Exercise passage ::

Chemical releases to air

Chemical releases to air are sourced from 2017 reported emissions data from the National Emissions Inventory (NEI)28 and Toxic Release Inventory (TRI)29. Point source releases to air reflect facility reported releases in these datasets and include both criteria and toxic air pollutants. Emissions are assigned to industries based on the NAICS reported by each facility. If a facility reports a NAICS code that is no longer valid, emissions are allocated equally across one or more relevant NAICS from the 2012 schema. Where particular elementary flows are reported in both NEI and TRI, flows are maintained from the NEI only to prevent double counting.

Nonpoint criteria and toxic air emissions are sourced from the 2017 Nonpoint, Nonroad, and Onroad NEI datasets28. In these datasets, emissions are reported by county and assigned to source classification codes. In flowsa, source classification codes are used to allocation emissions to one or more NAICS through activity-to-sector mapping files. Emissions of pesticides from agricultural activities are excluded from this dataset as they are captured in the pesticides table. The general approach for assigning nonpoint air emissions to sectors remains unchanged since version 1.1. However, revisions to mappings between SCC codes and sectors, and updates in data collection lead to some notable differences in sector emissions including:

  1. 1.

    Increase in emissions for construction sectors. A revision to the mapping of NAICS to BEA sectors for NAICS 23 Construction fixed an error in v1.1 that resulted in substantially lower emissions coefficients.

Given data ::
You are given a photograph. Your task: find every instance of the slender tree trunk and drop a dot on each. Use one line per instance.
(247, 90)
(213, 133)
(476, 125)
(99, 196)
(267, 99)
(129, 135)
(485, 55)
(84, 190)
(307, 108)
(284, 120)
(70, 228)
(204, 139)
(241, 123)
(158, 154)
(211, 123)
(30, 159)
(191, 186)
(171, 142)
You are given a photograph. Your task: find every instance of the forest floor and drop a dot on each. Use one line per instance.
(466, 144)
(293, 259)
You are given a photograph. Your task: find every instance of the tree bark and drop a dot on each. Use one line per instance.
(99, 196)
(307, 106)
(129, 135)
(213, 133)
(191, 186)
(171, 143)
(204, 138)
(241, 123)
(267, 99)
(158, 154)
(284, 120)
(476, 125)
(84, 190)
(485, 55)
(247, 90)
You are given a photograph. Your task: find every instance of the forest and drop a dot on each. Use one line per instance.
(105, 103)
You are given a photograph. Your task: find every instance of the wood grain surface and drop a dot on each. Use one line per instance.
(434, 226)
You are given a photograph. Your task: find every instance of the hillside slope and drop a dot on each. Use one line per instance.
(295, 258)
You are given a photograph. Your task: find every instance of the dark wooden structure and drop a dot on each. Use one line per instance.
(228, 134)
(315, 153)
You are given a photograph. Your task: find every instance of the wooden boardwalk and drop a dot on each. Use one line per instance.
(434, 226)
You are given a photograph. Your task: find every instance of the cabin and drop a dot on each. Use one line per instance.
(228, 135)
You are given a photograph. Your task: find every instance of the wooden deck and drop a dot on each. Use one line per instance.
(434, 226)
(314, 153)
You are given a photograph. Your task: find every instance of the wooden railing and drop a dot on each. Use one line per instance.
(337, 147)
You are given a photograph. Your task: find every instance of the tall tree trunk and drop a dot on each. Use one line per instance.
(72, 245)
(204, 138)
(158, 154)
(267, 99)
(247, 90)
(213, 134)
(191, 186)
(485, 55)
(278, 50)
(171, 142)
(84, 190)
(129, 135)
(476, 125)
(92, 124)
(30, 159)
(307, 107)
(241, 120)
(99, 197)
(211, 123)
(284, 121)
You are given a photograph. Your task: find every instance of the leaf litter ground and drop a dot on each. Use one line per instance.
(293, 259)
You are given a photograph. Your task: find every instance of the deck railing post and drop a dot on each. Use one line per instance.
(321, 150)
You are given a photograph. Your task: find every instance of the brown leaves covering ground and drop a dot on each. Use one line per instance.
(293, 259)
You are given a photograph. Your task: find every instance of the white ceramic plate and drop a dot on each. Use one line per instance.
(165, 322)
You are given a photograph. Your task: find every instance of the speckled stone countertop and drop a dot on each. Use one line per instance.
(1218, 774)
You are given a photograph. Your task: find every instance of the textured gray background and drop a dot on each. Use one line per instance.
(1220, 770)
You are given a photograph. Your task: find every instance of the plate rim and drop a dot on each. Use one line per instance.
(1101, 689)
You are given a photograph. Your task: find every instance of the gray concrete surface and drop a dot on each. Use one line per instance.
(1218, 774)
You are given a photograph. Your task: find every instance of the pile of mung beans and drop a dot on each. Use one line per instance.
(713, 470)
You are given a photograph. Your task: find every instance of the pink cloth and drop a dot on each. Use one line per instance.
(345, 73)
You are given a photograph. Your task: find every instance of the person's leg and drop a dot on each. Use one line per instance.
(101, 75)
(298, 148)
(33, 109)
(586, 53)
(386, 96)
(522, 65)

What to work on ::
From the passage on chemical releases to air, quote the words from "Chemical releases to air are" to "prevent double counting.". The records have nothing to do with this exercise.

Solution for this exercise ::
Chemical releases to air are sourced from 2017 reported emissions data from the National Emissions Inventory (NEI)28 and Toxic Release Inventory (TRI)29. Point source releases to air reflect facility reported releases in these datasets and include both criteria and toxic air pollutants. Emissions are assigned to industries based on the NAICS reported by each facility. If a facility reports a NAICS code that is no longer valid, emissions are allocated equally across one or more relevant NAICS from the 2012 schema. Where particular elementary flows are reported in both NEI and TRI, flows are maintained from the NEI only to prevent double counting.